**Work request**
From the text on Tim Scott's economic plan, write out the passage starting with "Senator and Republican" and going on through "grow the economy.", word for word.

***** Document extract

Senator and Republican presidential candidate Tim Scott (R-SC) released a new economic plan this week. The plan addresses issues such as the national debt, federal spending, trade, and the economy. The plan includes several significant tax policies. His plan focuses on cutting taxes for both individuals and businesses and argues that this would grow the economy.
The plan would permanently extend the individual income tax cuts passed as part of the Tax Cuts and Jobs Act (TCJA). The TCJA reduced statutory tax rates, reformed and expanded family benefits, introduced a special 20 percent deduction for pass-through business income, and limited certain itemized deductions. Most of these provisions are currently scheduled to expire after 2025.
The proposal would also reform aspects of business taxation. His plan calls for permanently allowing businesses expense equipment and machinery and would accelerate depreciation for longer-lived assets such as buildings and structures. Scott would reverse the requirement that businesses amortize research and development costs, allowing companies to, once again, expense them. His plan calls for further expansion of the research and development tax credit and would further limit the ability for firms to deduct interest expense.
His plan would also expand several credits and deductions. His plan would expand the child tax credit by allowing pregnant women to qualify and by making the adoption tax credit refundable. He would also expand the educator tax deduction. He also discusses the possibility of introducing a new tax credit for nuclear energy production.

**********
***** Material provided

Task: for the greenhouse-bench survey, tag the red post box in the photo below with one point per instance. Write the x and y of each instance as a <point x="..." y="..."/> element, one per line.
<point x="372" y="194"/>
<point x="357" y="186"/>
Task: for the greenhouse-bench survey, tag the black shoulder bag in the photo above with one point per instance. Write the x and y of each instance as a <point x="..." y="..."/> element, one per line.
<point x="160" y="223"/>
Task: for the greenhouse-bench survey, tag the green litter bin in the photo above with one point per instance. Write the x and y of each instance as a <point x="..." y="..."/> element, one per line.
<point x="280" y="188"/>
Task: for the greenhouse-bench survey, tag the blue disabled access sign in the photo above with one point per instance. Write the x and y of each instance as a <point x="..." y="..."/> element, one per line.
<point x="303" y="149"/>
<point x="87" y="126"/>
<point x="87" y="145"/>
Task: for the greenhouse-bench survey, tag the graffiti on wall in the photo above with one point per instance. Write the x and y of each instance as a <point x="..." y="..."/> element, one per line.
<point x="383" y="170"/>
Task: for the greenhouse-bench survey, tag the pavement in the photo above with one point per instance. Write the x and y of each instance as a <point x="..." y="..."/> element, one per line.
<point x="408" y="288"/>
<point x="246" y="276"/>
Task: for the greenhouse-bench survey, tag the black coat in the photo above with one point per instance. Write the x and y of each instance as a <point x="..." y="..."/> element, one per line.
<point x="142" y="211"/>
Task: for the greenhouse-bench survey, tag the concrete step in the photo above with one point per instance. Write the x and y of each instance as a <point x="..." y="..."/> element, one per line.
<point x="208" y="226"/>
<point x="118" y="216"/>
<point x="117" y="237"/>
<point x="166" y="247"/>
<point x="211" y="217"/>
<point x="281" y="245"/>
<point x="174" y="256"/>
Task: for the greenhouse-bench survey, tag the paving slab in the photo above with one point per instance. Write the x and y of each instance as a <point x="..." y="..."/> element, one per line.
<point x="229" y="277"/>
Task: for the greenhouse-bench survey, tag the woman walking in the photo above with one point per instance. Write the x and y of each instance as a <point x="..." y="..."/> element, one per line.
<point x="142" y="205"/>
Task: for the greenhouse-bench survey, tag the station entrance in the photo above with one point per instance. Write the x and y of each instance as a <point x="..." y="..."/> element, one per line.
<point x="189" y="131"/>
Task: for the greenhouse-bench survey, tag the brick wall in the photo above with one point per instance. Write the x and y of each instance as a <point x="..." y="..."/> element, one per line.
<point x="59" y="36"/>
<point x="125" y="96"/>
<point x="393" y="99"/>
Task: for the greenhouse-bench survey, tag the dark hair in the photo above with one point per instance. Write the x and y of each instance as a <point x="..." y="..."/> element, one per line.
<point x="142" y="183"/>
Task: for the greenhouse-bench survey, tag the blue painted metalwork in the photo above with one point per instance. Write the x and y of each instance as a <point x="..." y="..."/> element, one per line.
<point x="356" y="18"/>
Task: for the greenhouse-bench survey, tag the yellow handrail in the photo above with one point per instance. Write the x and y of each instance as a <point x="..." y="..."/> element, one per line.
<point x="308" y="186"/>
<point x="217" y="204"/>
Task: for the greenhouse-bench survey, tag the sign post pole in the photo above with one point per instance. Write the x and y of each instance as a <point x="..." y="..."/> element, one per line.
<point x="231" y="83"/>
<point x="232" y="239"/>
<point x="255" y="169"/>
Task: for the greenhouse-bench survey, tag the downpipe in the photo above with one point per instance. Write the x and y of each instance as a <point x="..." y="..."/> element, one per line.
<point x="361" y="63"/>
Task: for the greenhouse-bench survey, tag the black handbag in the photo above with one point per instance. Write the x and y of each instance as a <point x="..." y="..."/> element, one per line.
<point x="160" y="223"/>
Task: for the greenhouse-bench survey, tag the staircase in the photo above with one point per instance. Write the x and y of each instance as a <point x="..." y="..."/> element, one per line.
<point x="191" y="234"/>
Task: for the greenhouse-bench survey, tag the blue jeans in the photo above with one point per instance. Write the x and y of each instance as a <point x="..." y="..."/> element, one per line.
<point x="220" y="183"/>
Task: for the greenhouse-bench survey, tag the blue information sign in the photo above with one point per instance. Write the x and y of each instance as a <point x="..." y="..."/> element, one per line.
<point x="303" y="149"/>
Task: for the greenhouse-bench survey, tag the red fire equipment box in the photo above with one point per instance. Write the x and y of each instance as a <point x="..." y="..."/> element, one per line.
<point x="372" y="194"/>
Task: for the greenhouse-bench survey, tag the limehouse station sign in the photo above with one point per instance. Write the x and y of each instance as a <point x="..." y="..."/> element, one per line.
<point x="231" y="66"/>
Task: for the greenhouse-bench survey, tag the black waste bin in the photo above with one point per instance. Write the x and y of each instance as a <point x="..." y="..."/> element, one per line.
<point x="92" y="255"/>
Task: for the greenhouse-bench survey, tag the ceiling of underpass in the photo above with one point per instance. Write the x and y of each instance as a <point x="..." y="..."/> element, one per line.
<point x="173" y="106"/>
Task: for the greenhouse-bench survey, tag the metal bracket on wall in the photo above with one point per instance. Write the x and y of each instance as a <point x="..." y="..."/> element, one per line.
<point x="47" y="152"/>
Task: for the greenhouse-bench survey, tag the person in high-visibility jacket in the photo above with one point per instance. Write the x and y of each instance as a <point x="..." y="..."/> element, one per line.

**********

**Solution to this problem**
Senator and Republican presidential candidate Tim Scott (R-SC) released a new economic plan this week. The plan addresses issues such as the national debt, federal spending, trade, and the economy. The plan includes several significant tax policies. His plan focuses on cutting taxes for both individuals and businesses and argues that this would grow the economy.